| DIRECTIONS |
Copy out the entries below word for word, starting with the line that contains "Provide one marker per instance of the white sheer" and going on through the line that contains "x=483, y=170", both included.

--- Start RECORDS SHOWN ---

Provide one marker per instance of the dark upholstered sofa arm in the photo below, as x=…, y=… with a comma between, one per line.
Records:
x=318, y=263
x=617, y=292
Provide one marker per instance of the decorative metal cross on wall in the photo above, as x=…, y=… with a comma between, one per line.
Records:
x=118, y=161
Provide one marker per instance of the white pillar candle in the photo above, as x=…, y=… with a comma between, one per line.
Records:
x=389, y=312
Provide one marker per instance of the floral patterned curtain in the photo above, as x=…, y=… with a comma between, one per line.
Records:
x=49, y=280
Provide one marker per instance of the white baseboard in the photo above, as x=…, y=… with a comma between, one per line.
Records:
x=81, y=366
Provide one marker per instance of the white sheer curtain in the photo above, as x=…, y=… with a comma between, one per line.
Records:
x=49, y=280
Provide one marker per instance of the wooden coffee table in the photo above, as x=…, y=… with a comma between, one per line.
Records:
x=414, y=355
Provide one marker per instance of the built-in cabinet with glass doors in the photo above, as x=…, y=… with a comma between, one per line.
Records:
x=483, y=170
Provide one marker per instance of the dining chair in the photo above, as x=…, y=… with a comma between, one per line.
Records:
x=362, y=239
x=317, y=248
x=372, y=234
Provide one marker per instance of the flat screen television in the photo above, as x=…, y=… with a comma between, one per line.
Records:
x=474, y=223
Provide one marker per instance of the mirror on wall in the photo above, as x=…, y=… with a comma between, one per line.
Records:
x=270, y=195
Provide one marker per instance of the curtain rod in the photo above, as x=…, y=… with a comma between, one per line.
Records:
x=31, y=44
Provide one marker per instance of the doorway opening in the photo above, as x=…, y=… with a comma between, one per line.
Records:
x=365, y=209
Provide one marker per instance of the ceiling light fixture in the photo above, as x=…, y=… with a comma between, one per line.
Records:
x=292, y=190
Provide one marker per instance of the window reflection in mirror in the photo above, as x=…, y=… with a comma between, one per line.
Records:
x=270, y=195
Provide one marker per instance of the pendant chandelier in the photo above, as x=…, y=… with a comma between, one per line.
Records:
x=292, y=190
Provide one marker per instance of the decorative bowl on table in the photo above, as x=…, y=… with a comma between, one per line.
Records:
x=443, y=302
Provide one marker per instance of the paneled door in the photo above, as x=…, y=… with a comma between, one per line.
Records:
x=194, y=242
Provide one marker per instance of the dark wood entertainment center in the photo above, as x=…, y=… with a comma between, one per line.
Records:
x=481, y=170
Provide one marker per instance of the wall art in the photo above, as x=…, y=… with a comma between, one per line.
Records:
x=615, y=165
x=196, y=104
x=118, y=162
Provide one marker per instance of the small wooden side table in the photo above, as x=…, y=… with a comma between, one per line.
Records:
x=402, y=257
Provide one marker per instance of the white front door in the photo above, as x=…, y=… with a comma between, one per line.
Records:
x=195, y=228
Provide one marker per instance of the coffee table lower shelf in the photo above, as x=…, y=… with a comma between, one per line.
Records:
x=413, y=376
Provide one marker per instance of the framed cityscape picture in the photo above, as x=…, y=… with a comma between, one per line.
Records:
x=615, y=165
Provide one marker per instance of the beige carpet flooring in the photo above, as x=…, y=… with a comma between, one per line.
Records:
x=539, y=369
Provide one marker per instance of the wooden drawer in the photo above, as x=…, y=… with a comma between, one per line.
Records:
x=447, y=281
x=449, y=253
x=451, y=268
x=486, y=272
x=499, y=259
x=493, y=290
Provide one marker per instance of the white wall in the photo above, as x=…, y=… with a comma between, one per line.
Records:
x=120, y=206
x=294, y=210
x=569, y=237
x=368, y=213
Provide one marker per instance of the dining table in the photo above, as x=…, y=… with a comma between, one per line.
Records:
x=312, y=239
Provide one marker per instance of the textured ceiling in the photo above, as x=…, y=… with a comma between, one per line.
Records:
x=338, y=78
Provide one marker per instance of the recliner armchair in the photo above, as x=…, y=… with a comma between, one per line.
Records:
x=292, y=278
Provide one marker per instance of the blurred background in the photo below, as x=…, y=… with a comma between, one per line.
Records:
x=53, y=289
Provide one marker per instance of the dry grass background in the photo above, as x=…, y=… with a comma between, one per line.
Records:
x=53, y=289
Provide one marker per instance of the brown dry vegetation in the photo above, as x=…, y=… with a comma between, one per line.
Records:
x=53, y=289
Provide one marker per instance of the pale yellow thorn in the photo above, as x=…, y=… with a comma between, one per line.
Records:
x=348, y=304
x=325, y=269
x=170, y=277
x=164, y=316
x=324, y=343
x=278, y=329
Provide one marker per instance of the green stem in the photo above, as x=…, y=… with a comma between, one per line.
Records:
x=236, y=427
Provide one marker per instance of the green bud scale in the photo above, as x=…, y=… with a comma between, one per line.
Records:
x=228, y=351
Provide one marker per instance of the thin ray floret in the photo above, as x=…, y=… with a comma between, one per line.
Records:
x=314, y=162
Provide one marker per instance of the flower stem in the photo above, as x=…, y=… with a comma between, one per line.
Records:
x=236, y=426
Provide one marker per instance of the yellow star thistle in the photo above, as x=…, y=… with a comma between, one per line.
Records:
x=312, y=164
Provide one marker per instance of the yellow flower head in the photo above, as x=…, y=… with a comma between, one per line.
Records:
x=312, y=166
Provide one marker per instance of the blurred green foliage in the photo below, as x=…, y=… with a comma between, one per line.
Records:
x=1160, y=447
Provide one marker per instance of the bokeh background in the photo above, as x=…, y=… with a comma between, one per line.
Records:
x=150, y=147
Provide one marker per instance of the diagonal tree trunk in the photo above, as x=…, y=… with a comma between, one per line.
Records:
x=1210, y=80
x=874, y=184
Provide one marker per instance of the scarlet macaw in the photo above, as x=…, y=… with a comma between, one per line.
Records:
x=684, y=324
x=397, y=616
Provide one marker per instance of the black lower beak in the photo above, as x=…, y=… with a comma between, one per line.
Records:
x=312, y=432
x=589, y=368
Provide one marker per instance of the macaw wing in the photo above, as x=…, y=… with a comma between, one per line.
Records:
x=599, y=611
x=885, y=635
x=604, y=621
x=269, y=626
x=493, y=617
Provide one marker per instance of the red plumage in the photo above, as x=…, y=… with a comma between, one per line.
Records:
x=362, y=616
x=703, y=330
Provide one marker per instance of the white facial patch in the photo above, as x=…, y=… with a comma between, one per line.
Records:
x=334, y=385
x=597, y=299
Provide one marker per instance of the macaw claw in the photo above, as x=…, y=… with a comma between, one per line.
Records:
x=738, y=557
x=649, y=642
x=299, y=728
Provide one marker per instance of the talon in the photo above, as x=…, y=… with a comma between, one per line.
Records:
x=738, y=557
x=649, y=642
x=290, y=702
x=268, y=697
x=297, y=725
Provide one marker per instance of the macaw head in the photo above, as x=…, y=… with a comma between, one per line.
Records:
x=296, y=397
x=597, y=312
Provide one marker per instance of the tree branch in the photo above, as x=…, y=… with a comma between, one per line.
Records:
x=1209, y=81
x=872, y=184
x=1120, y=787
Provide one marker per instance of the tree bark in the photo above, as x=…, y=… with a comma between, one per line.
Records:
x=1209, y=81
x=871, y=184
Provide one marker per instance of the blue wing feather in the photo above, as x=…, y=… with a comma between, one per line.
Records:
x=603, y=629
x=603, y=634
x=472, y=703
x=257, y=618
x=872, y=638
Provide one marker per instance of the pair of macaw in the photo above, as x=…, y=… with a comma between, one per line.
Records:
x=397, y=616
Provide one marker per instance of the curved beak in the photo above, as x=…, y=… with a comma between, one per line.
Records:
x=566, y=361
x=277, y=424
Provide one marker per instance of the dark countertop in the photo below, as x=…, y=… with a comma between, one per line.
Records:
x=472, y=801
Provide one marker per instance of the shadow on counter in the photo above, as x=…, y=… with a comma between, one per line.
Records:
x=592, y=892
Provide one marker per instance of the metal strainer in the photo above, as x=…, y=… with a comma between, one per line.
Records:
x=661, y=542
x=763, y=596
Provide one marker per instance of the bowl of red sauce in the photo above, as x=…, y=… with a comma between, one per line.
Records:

--- End RECORDS SHOWN ---

| TASK RESPONSE |
Provide one marker per instance of the white sheer curtain in the photo above, as x=…, y=… with a comma between, one per line.
Records:
x=49, y=280
Provide one marker per instance of the wooden coffee table in the photo above, as x=…, y=… with a comma between, one per line.
Records:
x=414, y=355
Provide one marker per instance of the built-in cabinet with glass doors in the photo above, as x=…, y=… with a comma between, one per line.
Records:
x=483, y=170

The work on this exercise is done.